#### Prompt:
Would you write out the entries again, exactly as they are, but without images?

#### Supplied records:
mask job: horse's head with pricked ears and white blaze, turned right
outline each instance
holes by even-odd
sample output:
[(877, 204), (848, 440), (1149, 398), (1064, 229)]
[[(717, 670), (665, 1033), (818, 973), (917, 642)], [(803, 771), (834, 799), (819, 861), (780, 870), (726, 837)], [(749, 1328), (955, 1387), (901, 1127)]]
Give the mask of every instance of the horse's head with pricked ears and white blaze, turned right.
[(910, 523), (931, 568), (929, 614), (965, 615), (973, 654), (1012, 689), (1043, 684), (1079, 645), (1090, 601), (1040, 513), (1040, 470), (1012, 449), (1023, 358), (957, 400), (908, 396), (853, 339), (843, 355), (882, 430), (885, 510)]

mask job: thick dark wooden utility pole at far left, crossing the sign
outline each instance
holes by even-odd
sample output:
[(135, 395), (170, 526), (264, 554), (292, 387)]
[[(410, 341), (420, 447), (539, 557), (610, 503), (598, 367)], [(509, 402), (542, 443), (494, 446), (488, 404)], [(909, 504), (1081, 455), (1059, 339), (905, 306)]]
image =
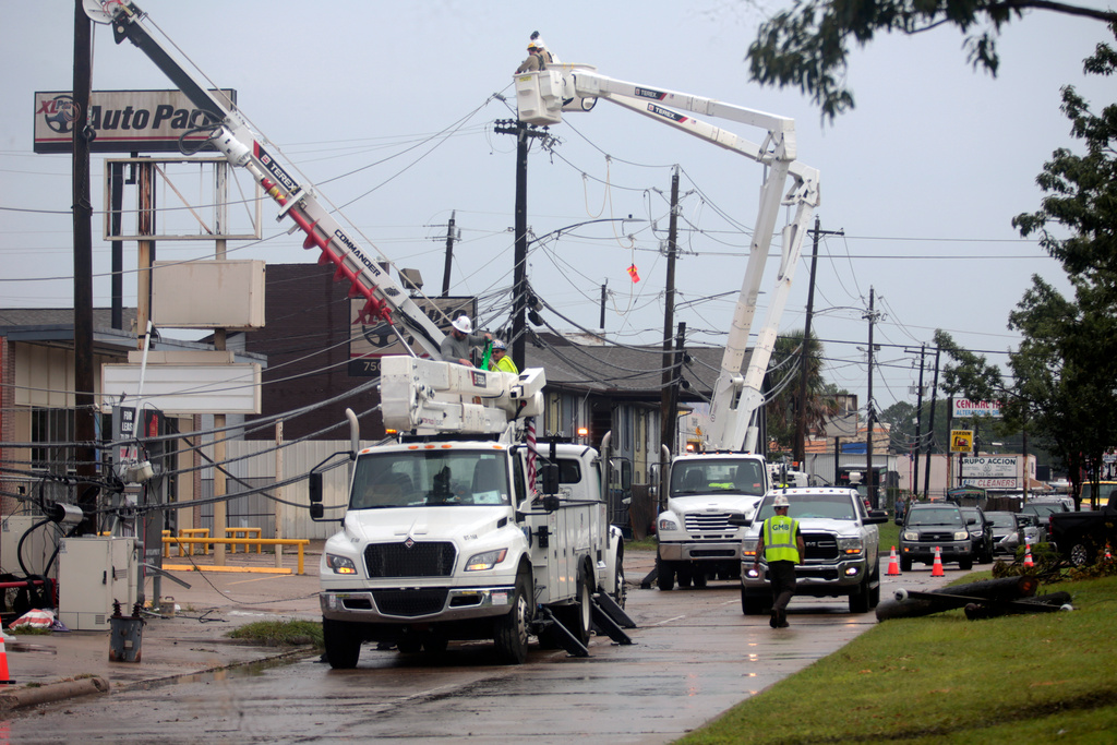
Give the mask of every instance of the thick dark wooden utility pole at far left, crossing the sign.
[(77, 506), (85, 517), (76, 535), (97, 531), (98, 489), (89, 485), (96, 476), (96, 440), (93, 386), (93, 203), (89, 201), (89, 95), (93, 88), (93, 31), (80, 0), (74, 2), (74, 449), (78, 476)]

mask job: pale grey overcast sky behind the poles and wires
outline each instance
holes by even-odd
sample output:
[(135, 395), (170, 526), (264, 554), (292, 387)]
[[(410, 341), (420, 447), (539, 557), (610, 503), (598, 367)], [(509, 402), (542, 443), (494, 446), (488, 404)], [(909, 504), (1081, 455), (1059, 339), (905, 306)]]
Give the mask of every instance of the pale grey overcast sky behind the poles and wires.
[[(868, 388), (870, 292), (879, 317), (873, 372), (878, 410), (915, 403), (918, 348), (936, 328), (1003, 363), (1019, 337), (1009, 313), (1041, 275), (1066, 289), (1059, 265), (1011, 219), (1034, 211), (1035, 176), (1058, 147), (1080, 150), (1059, 111), (1073, 85), (1097, 107), (1113, 80), (1086, 77), (1082, 59), (1109, 41), (1098, 21), (1032, 11), (997, 41), (995, 78), (973, 70), (963, 36), (943, 27), (884, 36), (852, 54), (847, 82), (857, 106), (833, 123), (798, 89), (748, 80), (745, 52), (765, 15), (784, 2), (726, 0), (485, 3), (461, 0), (316, 4), (273, 0), (146, 0), (183, 54), (220, 87), (273, 152), (343, 222), (398, 267), (420, 269), (441, 289), (447, 222), (460, 230), (451, 294), (476, 294), (479, 321), (506, 322), (512, 285), (515, 141), (495, 132), (515, 117), (512, 73), (538, 30), (564, 63), (795, 120), (799, 160), (821, 172), (821, 228), (841, 231), (819, 247), (815, 316), (823, 374), (860, 395)], [(1083, 4), (1106, 7), (1090, 0)], [(17, 3), (0, 28), (0, 307), (73, 305), (70, 159), (32, 152), (34, 94), (71, 83), (70, 2)], [(171, 84), (131, 45), (96, 27), (95, 90)], [(758, 142), (763, 133), (715, 122)], [(762, 169), (739, 155), (599, 102), (550, 130), (550, 149), (528, 164), (528, 278), (563, 331), (598, 329), (608, 285), (607, 335), (659, 343), (663, 332), (671, 170), (681, 169), (676, 321), (688, 344), (722, 344), (739, 290)], [(94, 204), (103, 204), (104, 156), (93, 163)], [(160, 203), (171, 203), (170, 194)], [(264, 206), (265, 240), (233, 241), (229, 258), (316, 260)], [(631, 221), (621, 221), (632, 218)], [(598, 220), (561, 238), (561, 228)], [(109, 304), (109, 247), (94, 218), (94, 303)], [(780, 322), (801, 331), (809, 246)], [(212, 242), (163, 241), (159, 258), (212, 257)], [(776, 255), (777, 256), (777, 255)], [(125, 303), (135, 302), (136, 250), (125, 249)], [(628, 268), (636, 265), (633, 283)], [(753, 332), (774, 281), (771, 259)], [(558, 314), (566, 316), (564, 319)], [(168, 333), (168, 332), (164, 332)], [(170, 335), (188, 336), (187, 333)], [(860, 350), (858, 347), (861, 347)], [(944, 361), (945, 362), (945, 361)], [(930, 381), (930, 361), (926, 383)]]

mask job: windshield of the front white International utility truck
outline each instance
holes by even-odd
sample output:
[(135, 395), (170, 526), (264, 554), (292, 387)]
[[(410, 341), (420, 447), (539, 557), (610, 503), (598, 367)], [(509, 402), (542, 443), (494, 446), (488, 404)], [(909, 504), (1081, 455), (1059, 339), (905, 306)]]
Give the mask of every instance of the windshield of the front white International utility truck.
[(508, 469), (502, 452), (416, 450), (357, 458), (350, 509), (419, 505), (507, 505)]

#### Written response:
mask job: horse's head with pricked ears and white blaze, turned right
outline each instance
holes by even-odd
sample output:
[(877, 204), (848, 440), (1149, 398), (1064, 229)]
[[(717, 670), (665, 1033), (818, 973), (917, 642)], [(803, 771), (834, 799), (819, 861), (780, 870), (726, 837)], [(749, 1328), (955, 1387), (901, 1127)]]
Give the mask of every instance of the horse's head with pricked ears and white blaze, turned right.
[(910, 523), (931, 568), (929, 614), (965, 615), (973, 654), (1012, 689), (1043, 684), (1079, 645), (1090, 601), (1040, 513), (1040, 470), (1012, 449), (1023, 358), (957, 400), (908, 396), (853, 339), (843, 355), (882, 430), (885, 510)]

mask job: thick dark wooden utility pole at far left, crossing the sign
outline each instance
holes by even-odd
sample output:
[(135, 395), (170, 526), (264, 554), (292, 387)]
[[(410, 341), (420, 447), (539, 557), (610, 503), (598, 367)], [(509, 402), (542, 443), (494, 446), (488, 404)], [(909, 504), (1081, 455), (1059, 339), (905, 306)]]
image =
Give the mask of every instance of the thick dark wooden utility pole at far left, crossing the sign.
[(77, 506), (85, 517), (76, 535), (97, 531), (98, 489), (89, 485), (96, 476), (96, 440), (93, 386), (93, 203), (89, 201), (89, 95), (93, 88), (93, 31), (80, 0), (74, 2), (74, 449), (78, 476)]

mask job: pale grey overcast sky behind the poles and wires
outline each instance
holes by even-odd
sample output:
[(135, 395), (170, 526), (264, 554), (292, 387)]
[[(410, 341), (420, 447), (539, 557), (610, 503), (598, 367)], [(509, 402), (542, 443), (494, 446), (488, 404)], [(909, 504), (1081, 455), (1059, 339), (905, 306)]]
Give the mask of every instance of the pale grey overcast sky behind the poles and wires.
[[(868, 388), (870, 292), (879, 317), (873, 372), (878, 410), (915, 403), (918, 348), (936, 328), (1003, 363), (1019, 337), (1009, 313), (1041, 275), (1066, 289), (1059, 265), (1011, 219), (1034, 211), (1035, 176), (1058, 147), (1080, 150), (1059, 111), (1073, 85), (1097, 107), (1113, 80), (1086, 77), (1082, 59), (1109, 41), (1098, 21), (1032, 11), (997, 41), (995, 78), (973, 70), (963, 36), (943, 27), (884, 36), (852, 54), (847, 82), (857, 106), (833, 123), (798, 89), (748, 80), (745, 52), (765, 15), (784, 2), (726, 0), (485, 3), (461, 0), (316, 4), (273, 0), (146, 0), (183, 54), (220, 87), (273, 152), (343, 222), (398, 267), (420, 269), (441, 289), (447, 222), (460, 230), (451, 294), (476, 294), (479, 321), (506, 322), (512, 285), (515, 141), (495, 132), (515, 117), (512, 73), (538, 30), (564, 63), (795, 120), (799, 160), (821, 172), (821, 228), (841, 231), (819, 247), (815, 316), (823, 374), (860, 395)], [(1083, 4), (1106, 7), (1090, 0)], [(17, 3), (0, 28), (0, 307), (73, 305), (70, 159), (32, 152), (34, 94), (71, 83), (70, 2)], [(171, 84), (131, 45), (96, 27), (95, 90)], [(758, 142), (763, 133), (715, 122)], [(762, 169), (739, 155), (599, 102), (550, 130), (550, 149), (528, 164), (528, 278), (563, 331), (598, 329), (608, 285), (607, 335), (659, 343), (663, 332), (671, 170), (681, 169), (676, 321), (688, 344), (722, 344), (739, 290)], [(94, 204), (103, 204), (104, 156), (93, 163)], [(160, 203), (171, 203), (170, 194)], [(264, 206), (265, 240), (233, 241), (229, 258), (316, 260)], [(631, 221), (621, 221), (632, 218)], [(598, 220), (561, 238), (561, 228)], [(109, 304), (109, 247), (94, 218), (94, 303)], [(780, 322), (801, 331), (809, 246)], [(212, 242), (163, 241), (159, 258), (212, 257)], [(776, 255), (777, 256), (777, 255)], [(125, 303), (135, 302), (136, 250), (125, 249)], [(628, 268), (636, 265), (633, 283)], [(753, 332), (774, 281), (771, 259)], [(558, 314), (566, 316), (564, 319)], [(168, 333), (168, 332), (164, 332)], [(170, 335), (188, 336), (187, 333)], [(860, 350), (858, 347), (861, 347)], [(944, 361), (945, 362), (945, 361)], [(930, 381), (930, 361), (926, 383)]]

mask job: windshield of the front white International utility truck
outline each instance
holes by even-odd
sample output:
[(135, 395), (170, 526), (264, 554), (292, 387)]
[[(410, 341), (420, 447), (539, 557), (610, 503), (598, 367)], [(509, 402), (542, 443), (494, 446), (488, 404)], [(909, 504), (1081, 455), (1059, 339), (905, 306)]]
Give the mask of every instance of the windshield of the front white International utility truck.
[(508, 469), (502, 452), (416, 450), (357, 458), (350, 509), (419, 505), (507, 505)]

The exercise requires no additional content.